## TASK
Format the stretch of the entries from their start through the line containing "point(224, 90)" as a numbered list, skipping any blank lines and leaving the pictures out.

Object point labels
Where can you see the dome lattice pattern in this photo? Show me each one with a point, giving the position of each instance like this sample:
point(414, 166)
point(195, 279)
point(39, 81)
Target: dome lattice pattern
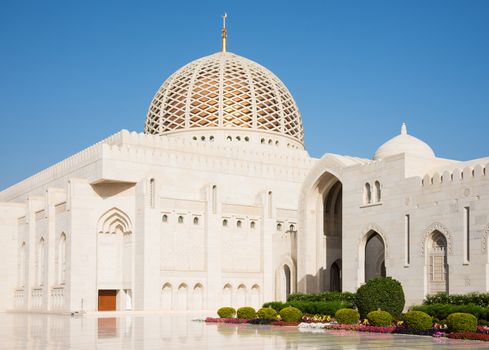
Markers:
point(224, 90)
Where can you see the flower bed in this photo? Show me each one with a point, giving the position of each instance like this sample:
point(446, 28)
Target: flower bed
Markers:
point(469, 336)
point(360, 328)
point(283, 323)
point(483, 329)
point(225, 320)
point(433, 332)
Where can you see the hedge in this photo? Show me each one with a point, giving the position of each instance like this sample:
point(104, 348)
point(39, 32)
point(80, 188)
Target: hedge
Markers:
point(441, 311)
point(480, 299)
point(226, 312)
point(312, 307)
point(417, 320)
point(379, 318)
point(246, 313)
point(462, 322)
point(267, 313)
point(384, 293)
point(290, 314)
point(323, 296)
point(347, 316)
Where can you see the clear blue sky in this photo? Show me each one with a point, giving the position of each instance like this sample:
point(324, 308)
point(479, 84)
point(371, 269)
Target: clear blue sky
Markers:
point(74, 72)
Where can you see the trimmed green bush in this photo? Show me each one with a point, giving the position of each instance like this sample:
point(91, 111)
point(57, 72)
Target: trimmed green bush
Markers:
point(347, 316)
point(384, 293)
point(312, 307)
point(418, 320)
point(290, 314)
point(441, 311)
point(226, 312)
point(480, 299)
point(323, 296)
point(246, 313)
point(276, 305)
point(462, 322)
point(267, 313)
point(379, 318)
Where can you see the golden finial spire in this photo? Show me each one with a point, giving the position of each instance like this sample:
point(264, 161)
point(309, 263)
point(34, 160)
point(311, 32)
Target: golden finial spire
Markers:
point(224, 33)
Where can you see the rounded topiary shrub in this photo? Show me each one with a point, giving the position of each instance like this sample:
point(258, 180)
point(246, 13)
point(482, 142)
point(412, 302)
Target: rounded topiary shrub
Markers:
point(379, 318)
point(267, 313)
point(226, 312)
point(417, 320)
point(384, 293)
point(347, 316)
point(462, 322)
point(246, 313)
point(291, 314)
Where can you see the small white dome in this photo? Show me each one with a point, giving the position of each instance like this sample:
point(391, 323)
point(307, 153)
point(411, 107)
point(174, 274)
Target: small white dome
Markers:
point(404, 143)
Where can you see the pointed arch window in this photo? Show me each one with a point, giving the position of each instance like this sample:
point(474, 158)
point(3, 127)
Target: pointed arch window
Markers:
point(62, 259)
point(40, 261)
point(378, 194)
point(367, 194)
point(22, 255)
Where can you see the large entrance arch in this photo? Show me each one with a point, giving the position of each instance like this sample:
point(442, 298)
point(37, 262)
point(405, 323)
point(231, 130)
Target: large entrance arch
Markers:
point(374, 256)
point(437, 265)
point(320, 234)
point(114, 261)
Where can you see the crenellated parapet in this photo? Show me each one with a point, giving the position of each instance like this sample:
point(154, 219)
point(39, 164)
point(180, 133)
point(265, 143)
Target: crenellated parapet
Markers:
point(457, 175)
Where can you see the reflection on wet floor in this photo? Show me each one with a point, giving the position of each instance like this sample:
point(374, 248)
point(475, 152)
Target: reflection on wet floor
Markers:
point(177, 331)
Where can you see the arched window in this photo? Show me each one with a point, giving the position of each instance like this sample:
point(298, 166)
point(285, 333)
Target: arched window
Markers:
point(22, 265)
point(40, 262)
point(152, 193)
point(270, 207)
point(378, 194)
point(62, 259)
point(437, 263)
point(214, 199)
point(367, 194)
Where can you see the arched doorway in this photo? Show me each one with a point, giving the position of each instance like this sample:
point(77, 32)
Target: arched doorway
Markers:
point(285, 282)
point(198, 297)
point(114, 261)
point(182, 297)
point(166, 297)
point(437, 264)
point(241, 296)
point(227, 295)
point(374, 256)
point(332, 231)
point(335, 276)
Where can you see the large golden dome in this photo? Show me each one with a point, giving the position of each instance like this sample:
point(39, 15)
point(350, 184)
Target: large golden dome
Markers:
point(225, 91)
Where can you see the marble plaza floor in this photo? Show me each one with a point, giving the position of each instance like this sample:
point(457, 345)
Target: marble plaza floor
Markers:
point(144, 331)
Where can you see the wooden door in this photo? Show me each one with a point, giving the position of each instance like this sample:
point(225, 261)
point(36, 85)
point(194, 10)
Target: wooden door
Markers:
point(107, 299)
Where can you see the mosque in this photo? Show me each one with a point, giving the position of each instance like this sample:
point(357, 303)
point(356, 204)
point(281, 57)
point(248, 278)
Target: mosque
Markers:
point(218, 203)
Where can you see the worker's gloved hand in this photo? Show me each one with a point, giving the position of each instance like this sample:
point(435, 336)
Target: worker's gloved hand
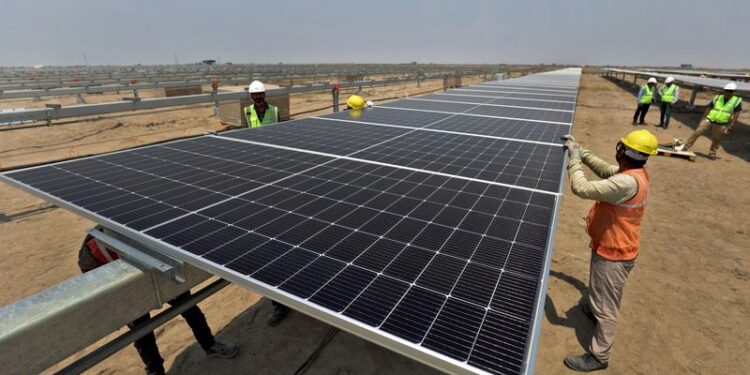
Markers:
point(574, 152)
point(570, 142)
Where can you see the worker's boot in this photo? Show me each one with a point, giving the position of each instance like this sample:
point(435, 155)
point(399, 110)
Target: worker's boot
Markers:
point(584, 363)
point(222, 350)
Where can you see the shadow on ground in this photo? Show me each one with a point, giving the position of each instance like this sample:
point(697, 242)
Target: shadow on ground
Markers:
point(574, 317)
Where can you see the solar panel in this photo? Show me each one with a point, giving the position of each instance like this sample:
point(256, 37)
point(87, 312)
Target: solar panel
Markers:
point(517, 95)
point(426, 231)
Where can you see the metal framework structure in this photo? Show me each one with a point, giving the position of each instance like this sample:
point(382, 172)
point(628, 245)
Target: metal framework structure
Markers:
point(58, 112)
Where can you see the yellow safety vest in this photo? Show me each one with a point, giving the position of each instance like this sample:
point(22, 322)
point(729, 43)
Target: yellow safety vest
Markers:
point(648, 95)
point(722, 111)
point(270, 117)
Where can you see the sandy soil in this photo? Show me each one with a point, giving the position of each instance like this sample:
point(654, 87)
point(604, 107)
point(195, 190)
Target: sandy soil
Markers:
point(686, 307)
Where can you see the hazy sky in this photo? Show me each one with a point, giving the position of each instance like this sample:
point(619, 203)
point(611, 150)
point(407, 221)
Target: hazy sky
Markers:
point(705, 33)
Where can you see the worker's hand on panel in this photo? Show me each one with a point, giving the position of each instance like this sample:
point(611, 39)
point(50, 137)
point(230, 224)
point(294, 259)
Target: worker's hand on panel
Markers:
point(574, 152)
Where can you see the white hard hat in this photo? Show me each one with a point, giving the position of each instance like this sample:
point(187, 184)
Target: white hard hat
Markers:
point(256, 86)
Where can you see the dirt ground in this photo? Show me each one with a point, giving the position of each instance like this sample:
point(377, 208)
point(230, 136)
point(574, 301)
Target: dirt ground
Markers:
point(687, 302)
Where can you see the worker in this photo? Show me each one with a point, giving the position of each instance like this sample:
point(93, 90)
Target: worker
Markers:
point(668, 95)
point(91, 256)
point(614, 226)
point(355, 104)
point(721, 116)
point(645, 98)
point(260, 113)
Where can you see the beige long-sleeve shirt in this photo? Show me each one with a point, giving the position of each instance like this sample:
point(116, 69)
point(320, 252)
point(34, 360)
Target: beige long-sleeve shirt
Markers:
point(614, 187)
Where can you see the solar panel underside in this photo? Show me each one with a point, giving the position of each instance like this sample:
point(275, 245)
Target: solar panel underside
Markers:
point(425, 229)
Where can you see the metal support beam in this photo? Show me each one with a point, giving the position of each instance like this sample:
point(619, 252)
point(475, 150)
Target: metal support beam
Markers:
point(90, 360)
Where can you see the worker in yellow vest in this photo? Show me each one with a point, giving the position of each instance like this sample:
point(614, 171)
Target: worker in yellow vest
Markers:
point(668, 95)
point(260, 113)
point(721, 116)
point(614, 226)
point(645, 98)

## EXERCISE RESPONSE
1. Where can you see the dome lattice pattern in this photo? Show me each one with a point, giving the position of each instance like this sample:
2. point(414, 166)
3. point(195, 279)
4. point(39, 81)
5. Target: dome lattice pattern
6. Markers:
7. point(224, 90)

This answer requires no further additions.